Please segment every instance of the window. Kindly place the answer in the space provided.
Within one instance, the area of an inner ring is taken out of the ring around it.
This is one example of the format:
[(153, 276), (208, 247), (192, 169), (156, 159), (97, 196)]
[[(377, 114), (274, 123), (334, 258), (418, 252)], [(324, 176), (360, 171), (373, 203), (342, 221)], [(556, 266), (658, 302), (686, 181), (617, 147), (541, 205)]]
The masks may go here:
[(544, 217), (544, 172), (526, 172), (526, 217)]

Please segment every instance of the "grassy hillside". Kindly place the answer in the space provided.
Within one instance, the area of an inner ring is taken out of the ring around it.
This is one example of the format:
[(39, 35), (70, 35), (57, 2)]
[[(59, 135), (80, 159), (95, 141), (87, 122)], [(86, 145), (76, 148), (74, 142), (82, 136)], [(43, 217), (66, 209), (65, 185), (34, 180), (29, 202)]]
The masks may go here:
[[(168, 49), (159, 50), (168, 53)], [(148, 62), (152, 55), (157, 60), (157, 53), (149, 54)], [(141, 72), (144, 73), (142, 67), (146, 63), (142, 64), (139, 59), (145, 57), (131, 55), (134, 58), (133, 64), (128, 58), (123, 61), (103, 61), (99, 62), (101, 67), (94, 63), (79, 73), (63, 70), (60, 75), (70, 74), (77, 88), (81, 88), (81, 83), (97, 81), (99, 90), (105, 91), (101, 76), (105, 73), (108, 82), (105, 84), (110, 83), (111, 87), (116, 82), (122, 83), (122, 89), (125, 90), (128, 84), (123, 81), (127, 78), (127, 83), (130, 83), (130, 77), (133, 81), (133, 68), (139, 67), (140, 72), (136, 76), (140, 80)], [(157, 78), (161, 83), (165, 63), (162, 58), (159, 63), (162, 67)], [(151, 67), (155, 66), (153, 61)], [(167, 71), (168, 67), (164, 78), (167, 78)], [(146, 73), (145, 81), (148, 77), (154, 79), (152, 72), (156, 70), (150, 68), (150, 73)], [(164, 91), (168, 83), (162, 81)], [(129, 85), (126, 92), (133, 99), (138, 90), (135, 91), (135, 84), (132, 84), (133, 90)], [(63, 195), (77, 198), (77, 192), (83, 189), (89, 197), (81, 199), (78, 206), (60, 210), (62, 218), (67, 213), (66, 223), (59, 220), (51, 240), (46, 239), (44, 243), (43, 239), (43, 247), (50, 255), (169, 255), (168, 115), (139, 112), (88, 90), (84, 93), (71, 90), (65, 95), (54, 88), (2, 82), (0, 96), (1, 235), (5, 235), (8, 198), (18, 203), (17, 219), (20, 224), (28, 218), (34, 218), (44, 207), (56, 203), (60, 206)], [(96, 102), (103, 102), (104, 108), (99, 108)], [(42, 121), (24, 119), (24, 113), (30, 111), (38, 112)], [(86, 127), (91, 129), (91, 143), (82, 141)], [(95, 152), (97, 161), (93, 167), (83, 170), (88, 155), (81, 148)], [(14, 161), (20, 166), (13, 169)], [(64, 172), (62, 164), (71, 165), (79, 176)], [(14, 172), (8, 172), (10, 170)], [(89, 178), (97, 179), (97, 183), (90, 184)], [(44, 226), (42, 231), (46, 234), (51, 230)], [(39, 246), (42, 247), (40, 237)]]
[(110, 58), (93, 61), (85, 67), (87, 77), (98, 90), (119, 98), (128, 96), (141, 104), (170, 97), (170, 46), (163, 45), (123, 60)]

TASK:
Reproduce the records verbatim from their first line through the line containing "[(544, 217), (544, 172), (526, 172), (526, 217)]", including both of these lines.

THE OUTPUT:
Please segment every instance of the window. Kindly place the answer in the space provided.
Within one instance, the area of an inner ring is taken out of the ring around it.
This is one example of the format:
[(153, 276), (208, 247), (192, 169), (156, 159), (97, 196)]
[[(377, 114), (274, 123), (334, 258), (418, 252)], [(324, 176), (360, 171), (373, 203), (342, 221)], [(556, 266), (658, 302), (686, 181), (617, 147), (541, 205)]]
The masks may go here:
[(544, 217), (544, 172), (526, 172), (526, 217)]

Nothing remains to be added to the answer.